If the two objects are called $A$ and $B$, their Hamiltonian can be written

$$H = H_A + H_B + H_{AB},$$ where $H_{AB}$ denotes their interaction, and $H_{A}$ ($H_B$) only affects $A$ ($B$). If the entire system is at thermal equilibrium, the quantum state is the Gibbs ensemble $$ \tau_{AB} = \frac{\mathrm{e}^{-\beta (H_A + H_B + H_{AB})}}{\mathcal{Z}_{AB}},$$ where $\beta$ is the inverse temperature and $\mathcal{Z}_{AB} = \mathrm{Tr}[\mathrm{e}^{-\beta (H_A + H_B + H_{AB})}]$ is the partition function. However, if the subsystems are locally at equilibrium, the state of (say) $A$ is $$ \tau_A = \frac{\mathrm{e}^{-\beta H_A}}{\mathcal{Z}_{A}}.$$ It is easy to see that, in general, $\tau_A \neq \mathrm{Tr}_B [\tau_{AB}]$, unless $H_{AB} = 0$. However, in this case $\tau_{AB}$ is not entangled (it is a product state).

## SOURCE DATA:
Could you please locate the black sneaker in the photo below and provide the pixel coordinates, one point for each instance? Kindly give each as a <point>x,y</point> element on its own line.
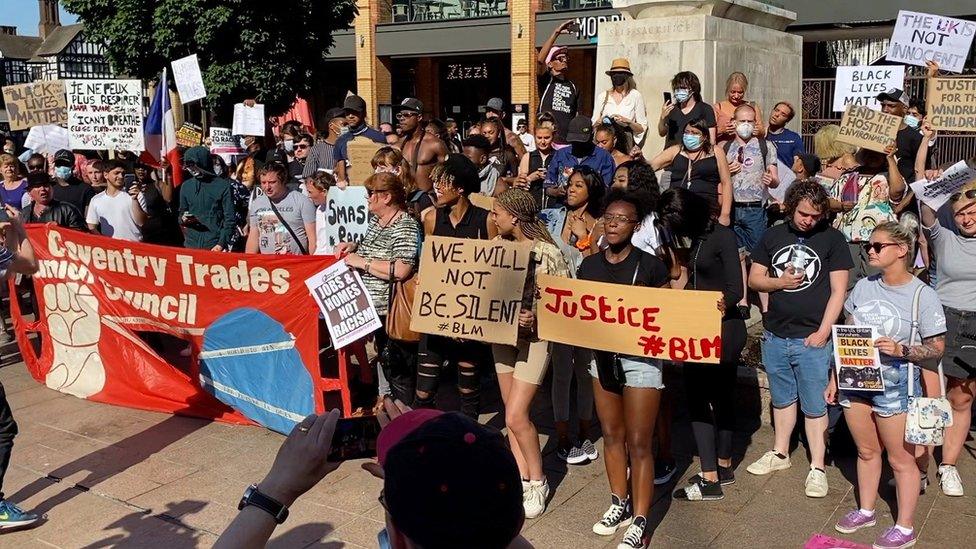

## TASK DETAILS:
In the passage on thermal equilibrium, what kind of state is $\tau_{AB}$ when $H_{AB} = 0$? The lines above stand apart from the passage and are not part of it.

## EXERCISE SOLUTION:
A product state, so it is not entangled.